Report each line of the data below that contains the word "tusk", copying every such line in full.

INPUT FOR THIS TASK.
○ ○ ○ ○ ○ ○ ○
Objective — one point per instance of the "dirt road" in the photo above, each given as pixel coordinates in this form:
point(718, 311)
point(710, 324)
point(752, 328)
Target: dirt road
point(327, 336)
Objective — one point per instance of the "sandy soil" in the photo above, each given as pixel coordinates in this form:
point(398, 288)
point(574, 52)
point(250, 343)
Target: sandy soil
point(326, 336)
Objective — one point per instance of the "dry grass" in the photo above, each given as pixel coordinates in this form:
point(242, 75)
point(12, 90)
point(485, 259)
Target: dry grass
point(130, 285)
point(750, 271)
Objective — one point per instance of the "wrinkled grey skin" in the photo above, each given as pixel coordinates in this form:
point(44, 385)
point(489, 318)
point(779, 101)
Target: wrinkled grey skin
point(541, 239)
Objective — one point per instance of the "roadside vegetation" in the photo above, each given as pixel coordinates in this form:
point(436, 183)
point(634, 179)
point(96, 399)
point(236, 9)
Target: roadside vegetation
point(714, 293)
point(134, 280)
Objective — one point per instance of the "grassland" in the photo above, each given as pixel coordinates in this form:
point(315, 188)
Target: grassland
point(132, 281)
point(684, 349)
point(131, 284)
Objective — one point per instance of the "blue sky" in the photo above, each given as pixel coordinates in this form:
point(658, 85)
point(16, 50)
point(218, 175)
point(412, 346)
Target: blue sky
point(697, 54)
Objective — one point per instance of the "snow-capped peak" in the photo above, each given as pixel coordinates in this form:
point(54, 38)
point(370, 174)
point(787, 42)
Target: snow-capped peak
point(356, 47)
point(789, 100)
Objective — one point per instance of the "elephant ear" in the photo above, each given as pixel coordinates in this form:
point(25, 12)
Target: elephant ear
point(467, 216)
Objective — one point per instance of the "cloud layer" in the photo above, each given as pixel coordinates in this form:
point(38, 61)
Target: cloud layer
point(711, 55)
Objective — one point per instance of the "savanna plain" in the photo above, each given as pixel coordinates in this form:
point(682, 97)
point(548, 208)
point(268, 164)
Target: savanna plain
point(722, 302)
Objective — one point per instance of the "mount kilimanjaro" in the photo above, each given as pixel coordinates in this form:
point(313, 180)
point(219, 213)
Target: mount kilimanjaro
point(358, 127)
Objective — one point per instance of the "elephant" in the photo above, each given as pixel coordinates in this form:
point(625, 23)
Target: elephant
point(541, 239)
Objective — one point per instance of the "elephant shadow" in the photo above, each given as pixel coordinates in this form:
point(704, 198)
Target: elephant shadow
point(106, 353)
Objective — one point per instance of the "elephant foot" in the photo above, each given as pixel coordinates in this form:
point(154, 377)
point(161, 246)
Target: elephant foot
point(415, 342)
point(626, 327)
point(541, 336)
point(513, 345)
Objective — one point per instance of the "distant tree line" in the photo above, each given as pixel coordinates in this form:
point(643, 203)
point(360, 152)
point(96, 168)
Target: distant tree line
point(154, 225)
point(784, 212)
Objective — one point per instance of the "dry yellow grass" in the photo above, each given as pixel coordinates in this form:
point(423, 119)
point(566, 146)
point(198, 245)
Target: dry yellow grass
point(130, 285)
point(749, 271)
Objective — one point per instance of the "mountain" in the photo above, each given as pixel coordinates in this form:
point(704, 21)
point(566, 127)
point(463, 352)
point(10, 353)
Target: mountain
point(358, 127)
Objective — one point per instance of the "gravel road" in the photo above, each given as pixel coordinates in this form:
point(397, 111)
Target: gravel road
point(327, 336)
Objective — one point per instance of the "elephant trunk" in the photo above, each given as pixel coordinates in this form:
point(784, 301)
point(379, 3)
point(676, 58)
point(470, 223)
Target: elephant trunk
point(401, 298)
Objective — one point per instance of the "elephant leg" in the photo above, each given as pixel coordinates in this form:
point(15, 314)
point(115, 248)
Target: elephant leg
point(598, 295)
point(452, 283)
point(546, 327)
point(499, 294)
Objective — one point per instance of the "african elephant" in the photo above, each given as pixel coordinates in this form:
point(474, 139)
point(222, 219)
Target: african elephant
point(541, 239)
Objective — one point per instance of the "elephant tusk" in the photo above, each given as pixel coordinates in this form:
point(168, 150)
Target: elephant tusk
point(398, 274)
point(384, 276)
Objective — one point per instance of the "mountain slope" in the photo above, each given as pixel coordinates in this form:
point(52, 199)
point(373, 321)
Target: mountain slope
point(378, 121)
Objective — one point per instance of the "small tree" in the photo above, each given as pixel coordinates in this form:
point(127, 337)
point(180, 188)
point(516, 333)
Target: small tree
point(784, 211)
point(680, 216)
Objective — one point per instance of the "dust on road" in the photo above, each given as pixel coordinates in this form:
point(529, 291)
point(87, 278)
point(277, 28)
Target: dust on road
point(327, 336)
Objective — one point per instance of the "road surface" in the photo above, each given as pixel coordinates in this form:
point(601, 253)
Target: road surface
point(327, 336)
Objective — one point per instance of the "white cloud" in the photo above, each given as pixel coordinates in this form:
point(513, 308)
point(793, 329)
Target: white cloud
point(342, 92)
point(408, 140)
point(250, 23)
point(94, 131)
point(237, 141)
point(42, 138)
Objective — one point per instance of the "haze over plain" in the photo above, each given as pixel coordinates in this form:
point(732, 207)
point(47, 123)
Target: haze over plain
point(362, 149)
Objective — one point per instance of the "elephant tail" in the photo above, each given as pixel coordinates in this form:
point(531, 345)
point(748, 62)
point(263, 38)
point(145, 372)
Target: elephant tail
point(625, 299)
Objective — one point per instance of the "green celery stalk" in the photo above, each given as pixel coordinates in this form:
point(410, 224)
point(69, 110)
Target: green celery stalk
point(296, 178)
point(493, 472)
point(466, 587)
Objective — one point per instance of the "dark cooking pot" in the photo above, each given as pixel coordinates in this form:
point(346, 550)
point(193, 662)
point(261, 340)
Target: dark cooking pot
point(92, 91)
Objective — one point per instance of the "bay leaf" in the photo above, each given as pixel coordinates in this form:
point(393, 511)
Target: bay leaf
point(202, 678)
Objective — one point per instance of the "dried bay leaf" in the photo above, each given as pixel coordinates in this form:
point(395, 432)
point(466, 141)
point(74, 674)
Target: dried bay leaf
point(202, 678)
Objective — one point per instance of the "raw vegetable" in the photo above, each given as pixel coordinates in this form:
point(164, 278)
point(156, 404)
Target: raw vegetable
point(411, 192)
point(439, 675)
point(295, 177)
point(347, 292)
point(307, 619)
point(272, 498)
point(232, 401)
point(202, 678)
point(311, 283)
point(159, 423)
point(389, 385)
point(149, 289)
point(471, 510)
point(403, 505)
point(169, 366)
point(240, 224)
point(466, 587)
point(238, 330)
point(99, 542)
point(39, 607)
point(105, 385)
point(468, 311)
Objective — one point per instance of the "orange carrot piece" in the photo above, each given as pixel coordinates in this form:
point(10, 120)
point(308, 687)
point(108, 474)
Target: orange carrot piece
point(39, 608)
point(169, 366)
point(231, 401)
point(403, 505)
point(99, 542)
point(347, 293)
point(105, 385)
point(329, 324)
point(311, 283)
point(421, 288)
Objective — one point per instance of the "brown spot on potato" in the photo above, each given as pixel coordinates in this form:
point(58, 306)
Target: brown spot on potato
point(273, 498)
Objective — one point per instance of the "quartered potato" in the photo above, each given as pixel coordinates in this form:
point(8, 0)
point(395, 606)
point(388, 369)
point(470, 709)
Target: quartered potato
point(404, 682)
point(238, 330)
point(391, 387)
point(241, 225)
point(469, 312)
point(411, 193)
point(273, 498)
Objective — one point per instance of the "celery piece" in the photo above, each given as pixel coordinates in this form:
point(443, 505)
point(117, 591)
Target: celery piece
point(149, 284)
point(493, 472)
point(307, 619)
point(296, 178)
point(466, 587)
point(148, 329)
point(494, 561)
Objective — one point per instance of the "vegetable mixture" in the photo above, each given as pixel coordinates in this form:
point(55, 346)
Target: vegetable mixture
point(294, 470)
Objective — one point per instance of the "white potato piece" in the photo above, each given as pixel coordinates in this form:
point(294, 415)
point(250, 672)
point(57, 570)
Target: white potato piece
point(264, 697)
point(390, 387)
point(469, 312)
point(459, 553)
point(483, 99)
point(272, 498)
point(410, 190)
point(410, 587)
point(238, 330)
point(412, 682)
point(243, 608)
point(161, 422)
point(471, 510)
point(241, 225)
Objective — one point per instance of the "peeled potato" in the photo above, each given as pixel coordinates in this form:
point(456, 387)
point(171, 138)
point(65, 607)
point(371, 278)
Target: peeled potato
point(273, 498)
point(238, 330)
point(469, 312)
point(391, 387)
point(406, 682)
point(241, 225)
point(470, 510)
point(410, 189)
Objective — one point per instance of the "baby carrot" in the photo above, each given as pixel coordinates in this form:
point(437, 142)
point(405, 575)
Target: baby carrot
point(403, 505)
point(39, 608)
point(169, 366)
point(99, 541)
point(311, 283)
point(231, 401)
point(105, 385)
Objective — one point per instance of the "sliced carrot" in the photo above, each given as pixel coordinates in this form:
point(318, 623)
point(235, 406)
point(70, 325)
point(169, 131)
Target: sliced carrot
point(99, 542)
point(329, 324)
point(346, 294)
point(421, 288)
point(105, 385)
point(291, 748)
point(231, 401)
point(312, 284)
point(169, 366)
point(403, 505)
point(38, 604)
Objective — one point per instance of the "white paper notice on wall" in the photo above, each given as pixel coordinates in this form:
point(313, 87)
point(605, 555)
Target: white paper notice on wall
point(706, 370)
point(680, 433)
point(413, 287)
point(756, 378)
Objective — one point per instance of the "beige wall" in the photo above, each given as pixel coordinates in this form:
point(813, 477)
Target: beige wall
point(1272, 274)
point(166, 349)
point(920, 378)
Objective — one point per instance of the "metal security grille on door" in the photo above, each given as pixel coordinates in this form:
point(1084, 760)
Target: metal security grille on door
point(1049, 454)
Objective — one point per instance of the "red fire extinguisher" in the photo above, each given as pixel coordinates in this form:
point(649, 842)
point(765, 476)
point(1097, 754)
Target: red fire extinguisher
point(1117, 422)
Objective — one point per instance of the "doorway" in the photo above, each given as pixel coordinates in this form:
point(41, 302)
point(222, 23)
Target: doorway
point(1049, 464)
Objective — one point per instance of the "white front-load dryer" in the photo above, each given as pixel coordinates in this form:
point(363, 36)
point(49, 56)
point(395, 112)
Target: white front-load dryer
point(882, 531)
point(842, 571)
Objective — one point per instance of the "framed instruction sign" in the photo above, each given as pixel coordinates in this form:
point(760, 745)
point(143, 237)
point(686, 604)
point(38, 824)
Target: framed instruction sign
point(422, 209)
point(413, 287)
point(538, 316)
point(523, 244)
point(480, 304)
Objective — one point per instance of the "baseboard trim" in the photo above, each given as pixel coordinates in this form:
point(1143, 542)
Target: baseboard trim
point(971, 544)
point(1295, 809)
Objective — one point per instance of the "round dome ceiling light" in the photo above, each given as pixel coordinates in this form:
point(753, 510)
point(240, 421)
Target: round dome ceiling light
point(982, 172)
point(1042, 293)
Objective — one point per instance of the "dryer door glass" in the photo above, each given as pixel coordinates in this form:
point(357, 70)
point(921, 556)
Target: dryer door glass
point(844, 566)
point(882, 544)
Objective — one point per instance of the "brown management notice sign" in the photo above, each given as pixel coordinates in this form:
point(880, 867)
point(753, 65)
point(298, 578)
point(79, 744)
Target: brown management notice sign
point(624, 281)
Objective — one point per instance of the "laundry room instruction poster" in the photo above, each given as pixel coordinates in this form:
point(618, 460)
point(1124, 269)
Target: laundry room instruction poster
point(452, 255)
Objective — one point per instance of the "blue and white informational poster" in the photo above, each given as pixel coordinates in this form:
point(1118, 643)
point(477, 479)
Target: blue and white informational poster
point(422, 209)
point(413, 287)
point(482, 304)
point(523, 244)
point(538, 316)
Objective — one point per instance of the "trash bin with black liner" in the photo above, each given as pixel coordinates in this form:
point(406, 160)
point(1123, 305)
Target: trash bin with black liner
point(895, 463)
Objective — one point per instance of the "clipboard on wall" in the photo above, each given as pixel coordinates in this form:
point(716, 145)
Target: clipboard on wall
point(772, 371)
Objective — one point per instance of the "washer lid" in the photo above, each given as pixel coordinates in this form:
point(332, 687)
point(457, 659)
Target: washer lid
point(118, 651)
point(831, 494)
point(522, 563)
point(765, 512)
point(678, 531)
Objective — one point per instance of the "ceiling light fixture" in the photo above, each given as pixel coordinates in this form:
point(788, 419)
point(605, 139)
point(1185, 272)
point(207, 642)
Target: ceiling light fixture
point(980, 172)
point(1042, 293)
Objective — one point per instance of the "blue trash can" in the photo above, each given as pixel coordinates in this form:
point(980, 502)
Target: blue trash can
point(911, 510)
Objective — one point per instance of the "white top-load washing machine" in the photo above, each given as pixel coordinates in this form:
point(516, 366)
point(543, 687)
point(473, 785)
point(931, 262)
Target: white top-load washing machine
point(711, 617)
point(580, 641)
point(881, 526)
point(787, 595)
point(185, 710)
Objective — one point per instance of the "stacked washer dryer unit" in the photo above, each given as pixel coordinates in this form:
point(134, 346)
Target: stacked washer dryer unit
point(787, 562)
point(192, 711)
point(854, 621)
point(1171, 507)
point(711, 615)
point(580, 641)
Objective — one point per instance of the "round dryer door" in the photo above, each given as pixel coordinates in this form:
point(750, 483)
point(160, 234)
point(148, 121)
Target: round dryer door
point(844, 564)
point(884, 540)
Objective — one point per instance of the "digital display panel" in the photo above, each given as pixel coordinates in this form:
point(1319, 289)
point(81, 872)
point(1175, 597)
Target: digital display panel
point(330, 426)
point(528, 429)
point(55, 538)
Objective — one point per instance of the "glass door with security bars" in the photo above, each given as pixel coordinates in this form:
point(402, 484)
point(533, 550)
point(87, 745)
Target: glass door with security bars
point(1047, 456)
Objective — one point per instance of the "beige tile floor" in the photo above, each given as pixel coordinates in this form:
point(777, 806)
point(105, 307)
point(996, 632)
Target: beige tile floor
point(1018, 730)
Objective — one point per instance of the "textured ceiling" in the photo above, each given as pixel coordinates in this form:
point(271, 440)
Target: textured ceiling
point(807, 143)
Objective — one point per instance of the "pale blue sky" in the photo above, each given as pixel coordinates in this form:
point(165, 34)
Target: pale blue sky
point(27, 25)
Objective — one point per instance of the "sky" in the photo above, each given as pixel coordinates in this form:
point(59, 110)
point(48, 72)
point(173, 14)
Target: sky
○ ○ ○ ○ ○ ○ ○
IN RESPONSE.
Objective — one point per instance of the "elephant tusk" in the photo above, each given as pixel coordinates in this form:
Target: elephant tusk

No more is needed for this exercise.